GOAL OF THE EXERCISE:
Return every line of the listing below that contains the string "sign", matching its case exactly.

EXERCISE INPUT:

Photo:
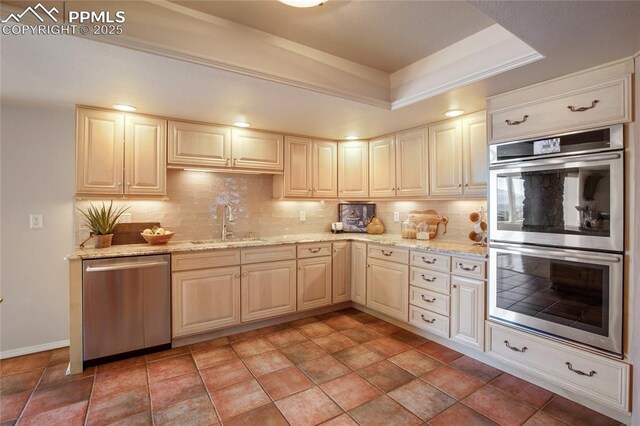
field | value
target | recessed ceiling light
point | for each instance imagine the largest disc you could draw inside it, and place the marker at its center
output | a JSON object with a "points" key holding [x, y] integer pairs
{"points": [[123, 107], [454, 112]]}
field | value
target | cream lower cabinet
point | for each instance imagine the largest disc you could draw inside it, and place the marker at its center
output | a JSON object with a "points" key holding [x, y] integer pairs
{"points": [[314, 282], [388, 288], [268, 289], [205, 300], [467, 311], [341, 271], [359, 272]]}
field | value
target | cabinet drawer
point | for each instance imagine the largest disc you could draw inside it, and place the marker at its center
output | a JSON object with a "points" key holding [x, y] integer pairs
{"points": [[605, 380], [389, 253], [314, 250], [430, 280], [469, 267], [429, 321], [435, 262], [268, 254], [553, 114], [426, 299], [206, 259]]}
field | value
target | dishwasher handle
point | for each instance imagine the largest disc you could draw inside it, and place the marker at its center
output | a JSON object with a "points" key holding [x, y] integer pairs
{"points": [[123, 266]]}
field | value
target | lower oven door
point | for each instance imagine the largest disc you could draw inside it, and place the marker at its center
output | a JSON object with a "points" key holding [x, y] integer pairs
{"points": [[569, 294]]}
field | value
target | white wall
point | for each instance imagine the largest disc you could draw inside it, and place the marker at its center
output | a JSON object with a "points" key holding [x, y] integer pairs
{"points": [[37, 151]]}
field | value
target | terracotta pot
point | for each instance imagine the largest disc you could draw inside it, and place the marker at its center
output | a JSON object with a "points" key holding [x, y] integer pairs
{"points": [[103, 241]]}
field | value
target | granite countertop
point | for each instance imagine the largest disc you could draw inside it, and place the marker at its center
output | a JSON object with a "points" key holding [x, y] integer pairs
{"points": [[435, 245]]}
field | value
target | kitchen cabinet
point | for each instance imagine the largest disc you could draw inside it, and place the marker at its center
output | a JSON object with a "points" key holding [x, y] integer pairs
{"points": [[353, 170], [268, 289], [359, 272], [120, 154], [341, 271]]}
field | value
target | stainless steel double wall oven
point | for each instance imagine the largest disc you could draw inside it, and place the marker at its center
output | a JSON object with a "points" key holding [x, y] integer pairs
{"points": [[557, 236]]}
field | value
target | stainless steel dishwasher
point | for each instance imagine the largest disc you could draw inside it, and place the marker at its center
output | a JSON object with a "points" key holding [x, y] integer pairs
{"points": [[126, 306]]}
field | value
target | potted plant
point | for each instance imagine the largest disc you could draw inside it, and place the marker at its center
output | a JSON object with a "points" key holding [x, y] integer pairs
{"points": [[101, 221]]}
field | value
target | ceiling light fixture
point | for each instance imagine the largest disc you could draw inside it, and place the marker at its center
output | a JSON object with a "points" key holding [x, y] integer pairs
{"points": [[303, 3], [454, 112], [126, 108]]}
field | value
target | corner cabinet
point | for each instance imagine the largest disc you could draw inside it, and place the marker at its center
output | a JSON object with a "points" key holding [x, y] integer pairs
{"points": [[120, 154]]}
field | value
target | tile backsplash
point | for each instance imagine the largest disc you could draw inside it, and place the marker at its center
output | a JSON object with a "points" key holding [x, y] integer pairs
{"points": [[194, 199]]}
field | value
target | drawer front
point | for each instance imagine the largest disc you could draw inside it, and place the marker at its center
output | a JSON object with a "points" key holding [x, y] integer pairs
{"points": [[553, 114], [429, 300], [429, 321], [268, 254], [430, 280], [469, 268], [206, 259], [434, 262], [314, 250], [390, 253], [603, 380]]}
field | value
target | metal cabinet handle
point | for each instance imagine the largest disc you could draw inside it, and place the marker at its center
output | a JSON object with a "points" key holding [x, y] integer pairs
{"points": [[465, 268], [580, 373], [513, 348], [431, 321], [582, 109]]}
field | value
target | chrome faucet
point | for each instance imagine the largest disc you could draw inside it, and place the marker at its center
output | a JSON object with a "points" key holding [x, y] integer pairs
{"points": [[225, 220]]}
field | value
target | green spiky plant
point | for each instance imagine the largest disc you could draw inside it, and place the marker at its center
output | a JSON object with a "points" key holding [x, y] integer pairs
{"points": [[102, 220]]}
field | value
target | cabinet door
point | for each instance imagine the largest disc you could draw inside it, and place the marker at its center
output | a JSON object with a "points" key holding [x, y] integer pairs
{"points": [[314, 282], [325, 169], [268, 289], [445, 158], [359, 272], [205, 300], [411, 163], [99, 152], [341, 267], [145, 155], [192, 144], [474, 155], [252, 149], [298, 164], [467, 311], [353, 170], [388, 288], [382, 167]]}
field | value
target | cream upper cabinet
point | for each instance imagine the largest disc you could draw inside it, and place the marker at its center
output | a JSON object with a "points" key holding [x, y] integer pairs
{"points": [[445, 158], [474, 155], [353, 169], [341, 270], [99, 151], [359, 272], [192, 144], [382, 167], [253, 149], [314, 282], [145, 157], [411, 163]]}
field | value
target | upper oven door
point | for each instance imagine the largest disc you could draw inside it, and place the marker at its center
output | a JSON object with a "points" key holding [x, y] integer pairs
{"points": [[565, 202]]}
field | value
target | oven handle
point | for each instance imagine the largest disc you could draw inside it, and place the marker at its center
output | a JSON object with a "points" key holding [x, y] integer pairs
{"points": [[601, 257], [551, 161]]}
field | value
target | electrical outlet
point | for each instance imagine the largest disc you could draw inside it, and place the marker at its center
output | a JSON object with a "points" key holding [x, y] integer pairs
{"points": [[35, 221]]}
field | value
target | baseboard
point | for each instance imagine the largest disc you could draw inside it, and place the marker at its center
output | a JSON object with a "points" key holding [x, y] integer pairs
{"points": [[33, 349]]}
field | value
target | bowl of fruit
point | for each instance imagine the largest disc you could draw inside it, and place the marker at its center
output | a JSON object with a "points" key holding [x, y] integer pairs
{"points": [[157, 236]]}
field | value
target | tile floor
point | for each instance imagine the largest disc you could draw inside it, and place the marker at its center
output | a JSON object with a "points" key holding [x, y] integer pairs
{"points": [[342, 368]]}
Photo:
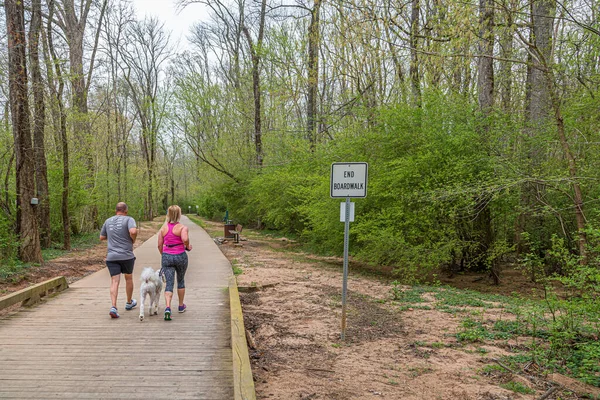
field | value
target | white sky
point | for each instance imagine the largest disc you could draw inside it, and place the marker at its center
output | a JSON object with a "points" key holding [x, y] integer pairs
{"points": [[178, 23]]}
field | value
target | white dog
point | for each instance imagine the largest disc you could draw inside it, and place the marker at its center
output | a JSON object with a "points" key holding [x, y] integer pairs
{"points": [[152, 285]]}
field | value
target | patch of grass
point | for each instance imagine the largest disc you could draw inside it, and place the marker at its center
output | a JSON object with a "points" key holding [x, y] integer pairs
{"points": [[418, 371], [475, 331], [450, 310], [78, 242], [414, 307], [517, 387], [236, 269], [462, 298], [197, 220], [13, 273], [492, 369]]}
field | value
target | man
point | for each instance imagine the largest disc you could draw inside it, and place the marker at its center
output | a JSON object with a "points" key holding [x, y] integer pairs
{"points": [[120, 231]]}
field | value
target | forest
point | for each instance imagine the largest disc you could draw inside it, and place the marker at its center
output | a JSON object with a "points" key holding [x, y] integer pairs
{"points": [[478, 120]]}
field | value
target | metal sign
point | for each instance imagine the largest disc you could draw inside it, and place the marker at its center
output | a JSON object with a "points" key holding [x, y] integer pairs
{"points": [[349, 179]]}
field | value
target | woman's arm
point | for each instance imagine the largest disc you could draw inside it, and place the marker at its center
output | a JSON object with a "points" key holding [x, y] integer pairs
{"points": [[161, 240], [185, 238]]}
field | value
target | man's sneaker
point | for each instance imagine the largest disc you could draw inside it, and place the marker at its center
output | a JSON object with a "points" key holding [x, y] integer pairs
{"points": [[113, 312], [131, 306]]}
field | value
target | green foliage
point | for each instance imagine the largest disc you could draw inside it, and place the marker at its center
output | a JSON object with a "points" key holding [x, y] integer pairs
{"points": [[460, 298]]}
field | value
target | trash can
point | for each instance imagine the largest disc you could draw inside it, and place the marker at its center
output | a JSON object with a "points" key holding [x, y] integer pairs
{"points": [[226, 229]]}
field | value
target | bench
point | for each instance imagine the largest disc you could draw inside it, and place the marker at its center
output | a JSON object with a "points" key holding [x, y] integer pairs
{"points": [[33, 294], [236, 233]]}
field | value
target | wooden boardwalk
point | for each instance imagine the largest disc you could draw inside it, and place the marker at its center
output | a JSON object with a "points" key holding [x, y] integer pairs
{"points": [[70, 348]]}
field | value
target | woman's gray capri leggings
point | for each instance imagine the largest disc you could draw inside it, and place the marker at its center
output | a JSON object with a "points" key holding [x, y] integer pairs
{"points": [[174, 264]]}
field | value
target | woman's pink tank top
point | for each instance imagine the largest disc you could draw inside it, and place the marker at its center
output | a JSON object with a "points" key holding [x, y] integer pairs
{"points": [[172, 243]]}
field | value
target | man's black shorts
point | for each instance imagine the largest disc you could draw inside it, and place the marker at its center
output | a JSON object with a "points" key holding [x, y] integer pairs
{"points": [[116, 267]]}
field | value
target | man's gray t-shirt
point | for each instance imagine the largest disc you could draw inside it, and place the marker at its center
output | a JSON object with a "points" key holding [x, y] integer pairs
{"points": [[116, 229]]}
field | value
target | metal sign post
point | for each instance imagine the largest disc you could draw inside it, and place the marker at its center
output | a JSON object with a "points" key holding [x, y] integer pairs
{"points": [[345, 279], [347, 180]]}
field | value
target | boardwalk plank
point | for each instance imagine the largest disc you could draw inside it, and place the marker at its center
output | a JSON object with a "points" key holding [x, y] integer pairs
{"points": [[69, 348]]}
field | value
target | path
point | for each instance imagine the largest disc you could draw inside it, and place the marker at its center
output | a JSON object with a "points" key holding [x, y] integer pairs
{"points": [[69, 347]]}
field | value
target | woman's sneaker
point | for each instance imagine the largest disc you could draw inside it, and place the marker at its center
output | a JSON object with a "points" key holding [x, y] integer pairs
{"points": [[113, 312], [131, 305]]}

...

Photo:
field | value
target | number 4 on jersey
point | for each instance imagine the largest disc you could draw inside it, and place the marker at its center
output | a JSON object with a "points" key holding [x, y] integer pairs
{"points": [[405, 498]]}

RESPONSE FOR THIS EXERCISE:
target | metal sign
target | metal sign post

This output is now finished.